- PROMPT
Copy the stretch of records from the line containing "For the benchmark, point out every instance of the fallen" through the line containing "point(73, 493)", substituting "dead leaf" for "fallen leaf" and changing nothing else.

EXERCISE MATERIALS start

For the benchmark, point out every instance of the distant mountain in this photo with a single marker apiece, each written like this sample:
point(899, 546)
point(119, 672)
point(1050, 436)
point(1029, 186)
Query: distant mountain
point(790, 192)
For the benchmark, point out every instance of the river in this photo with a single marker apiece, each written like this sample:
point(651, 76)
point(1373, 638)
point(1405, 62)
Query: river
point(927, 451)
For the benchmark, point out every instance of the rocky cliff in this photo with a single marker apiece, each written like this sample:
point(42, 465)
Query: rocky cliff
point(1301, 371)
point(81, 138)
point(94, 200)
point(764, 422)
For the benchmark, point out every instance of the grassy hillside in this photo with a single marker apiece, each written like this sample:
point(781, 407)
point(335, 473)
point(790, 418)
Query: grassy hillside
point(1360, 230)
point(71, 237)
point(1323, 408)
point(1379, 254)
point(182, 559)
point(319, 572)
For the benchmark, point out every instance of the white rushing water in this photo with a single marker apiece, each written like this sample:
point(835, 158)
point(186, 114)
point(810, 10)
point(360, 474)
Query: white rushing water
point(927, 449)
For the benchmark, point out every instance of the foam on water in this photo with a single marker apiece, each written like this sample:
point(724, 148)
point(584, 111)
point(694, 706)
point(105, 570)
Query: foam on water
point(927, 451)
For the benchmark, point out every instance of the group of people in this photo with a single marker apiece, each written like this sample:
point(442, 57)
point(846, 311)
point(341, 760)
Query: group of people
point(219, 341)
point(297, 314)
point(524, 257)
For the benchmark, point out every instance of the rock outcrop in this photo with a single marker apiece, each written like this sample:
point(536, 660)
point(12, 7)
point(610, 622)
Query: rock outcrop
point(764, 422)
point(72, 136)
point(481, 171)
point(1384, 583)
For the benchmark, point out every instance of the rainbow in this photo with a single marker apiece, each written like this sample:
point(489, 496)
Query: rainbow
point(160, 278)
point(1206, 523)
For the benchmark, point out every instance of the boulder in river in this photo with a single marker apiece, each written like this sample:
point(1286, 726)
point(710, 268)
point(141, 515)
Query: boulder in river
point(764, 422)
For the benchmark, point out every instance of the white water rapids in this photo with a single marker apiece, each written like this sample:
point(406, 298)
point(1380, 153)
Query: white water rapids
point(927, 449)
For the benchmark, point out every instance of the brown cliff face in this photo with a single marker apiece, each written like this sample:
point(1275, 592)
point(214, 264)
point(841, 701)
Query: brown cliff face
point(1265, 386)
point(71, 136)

EXERCISE MATERIALS end
EXERCISE MATERIALS start

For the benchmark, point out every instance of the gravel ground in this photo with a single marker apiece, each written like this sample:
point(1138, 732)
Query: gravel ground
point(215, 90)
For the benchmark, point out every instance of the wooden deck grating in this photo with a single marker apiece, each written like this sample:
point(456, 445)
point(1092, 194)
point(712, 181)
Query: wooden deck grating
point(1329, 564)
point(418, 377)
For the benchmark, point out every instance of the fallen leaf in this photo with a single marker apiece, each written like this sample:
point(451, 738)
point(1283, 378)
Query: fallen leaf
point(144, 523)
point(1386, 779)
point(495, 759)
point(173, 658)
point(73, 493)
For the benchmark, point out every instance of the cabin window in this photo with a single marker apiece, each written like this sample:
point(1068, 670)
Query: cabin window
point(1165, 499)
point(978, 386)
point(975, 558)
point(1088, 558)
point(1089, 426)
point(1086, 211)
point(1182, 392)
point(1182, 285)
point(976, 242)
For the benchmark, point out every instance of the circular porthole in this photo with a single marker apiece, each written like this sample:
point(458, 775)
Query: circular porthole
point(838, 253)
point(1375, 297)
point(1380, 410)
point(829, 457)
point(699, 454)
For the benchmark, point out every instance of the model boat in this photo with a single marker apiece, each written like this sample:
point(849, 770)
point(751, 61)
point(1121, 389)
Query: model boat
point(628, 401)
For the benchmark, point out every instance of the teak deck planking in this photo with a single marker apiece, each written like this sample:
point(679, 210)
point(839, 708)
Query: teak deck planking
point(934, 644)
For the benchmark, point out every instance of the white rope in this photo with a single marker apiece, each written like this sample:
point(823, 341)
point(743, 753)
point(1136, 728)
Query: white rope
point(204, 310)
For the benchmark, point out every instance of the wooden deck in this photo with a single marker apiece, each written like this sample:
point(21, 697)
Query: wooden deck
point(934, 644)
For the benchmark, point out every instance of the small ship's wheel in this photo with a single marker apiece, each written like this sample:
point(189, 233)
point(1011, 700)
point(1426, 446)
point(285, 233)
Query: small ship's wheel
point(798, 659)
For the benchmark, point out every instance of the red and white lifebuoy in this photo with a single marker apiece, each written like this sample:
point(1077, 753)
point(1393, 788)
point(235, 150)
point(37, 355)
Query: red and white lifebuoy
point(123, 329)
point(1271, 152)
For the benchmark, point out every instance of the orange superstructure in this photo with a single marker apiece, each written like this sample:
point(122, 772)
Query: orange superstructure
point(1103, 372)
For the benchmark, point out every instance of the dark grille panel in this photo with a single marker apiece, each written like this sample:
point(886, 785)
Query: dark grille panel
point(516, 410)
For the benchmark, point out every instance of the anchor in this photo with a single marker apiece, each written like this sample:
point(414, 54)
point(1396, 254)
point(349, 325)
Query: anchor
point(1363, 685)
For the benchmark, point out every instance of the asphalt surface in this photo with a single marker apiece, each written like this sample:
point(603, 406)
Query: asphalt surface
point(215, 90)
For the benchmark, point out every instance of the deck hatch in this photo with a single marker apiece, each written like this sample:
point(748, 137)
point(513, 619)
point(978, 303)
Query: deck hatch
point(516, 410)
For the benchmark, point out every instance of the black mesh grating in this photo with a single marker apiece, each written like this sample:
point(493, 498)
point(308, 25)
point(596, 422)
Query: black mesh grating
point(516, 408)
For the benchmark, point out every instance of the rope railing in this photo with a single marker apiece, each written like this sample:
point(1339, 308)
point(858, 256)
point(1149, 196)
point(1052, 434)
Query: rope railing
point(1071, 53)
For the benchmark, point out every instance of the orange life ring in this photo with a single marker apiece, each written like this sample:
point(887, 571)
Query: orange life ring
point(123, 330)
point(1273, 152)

EXERCISE MATERIALS end
EXERCISE MATERIALS start

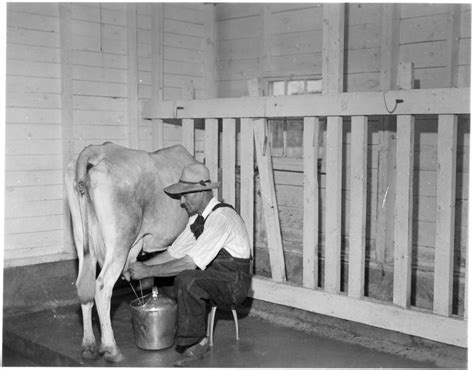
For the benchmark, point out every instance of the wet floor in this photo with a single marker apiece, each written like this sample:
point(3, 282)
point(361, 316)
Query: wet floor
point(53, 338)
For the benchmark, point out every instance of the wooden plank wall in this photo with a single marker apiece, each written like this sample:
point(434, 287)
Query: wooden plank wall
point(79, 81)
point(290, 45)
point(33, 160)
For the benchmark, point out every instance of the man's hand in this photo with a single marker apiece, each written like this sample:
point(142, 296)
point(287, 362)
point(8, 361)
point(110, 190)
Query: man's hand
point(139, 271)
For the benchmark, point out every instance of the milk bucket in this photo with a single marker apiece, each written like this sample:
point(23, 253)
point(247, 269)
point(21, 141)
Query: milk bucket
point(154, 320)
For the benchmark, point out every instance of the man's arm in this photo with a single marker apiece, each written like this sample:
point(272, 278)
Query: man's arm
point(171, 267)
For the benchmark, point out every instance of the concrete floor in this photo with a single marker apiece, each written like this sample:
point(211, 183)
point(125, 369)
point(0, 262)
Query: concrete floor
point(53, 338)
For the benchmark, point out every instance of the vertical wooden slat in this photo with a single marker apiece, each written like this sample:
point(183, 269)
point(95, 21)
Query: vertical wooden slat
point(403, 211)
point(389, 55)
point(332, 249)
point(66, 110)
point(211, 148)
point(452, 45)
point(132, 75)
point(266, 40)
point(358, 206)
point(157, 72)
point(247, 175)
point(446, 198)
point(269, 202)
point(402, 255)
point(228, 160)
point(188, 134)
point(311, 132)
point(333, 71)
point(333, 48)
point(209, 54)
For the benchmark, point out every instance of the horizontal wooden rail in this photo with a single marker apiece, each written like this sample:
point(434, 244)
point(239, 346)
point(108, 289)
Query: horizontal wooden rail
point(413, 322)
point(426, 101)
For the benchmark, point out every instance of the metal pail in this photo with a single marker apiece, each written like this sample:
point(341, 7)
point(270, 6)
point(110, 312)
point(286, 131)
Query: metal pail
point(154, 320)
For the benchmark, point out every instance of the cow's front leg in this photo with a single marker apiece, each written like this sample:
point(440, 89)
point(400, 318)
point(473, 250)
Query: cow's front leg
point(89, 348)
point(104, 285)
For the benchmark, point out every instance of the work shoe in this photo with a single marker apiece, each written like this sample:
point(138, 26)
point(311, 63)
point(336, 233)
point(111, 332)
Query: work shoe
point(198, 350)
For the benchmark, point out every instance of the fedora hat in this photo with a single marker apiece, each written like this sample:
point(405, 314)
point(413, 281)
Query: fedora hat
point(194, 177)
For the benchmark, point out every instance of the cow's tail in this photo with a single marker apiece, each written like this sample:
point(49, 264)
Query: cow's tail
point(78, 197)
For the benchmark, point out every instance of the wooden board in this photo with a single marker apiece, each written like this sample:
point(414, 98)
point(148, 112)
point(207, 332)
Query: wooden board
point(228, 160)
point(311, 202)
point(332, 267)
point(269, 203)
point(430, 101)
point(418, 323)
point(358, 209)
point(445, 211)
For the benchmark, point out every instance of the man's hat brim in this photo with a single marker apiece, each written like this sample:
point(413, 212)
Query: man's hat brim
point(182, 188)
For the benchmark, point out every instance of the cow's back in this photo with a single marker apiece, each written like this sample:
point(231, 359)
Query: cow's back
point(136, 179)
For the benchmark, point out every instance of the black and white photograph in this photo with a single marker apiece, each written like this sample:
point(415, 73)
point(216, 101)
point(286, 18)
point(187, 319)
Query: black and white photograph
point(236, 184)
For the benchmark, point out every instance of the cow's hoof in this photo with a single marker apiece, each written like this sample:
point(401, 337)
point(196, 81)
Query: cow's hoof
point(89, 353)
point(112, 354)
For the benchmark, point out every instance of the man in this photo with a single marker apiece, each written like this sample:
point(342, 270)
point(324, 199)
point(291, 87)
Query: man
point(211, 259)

EXERCISE MATERIALS end

- TASK RESPONSE
For the benchmark, point out every instance of the dead leaf in this photo with a single marker apiece, each written like this sample:
point(451, 738)
point(1283, 378)
Query: dead leaf
point(144, 523)
point(1386, 779)
point(495, 759)
point(173, 658)
point(73, 493)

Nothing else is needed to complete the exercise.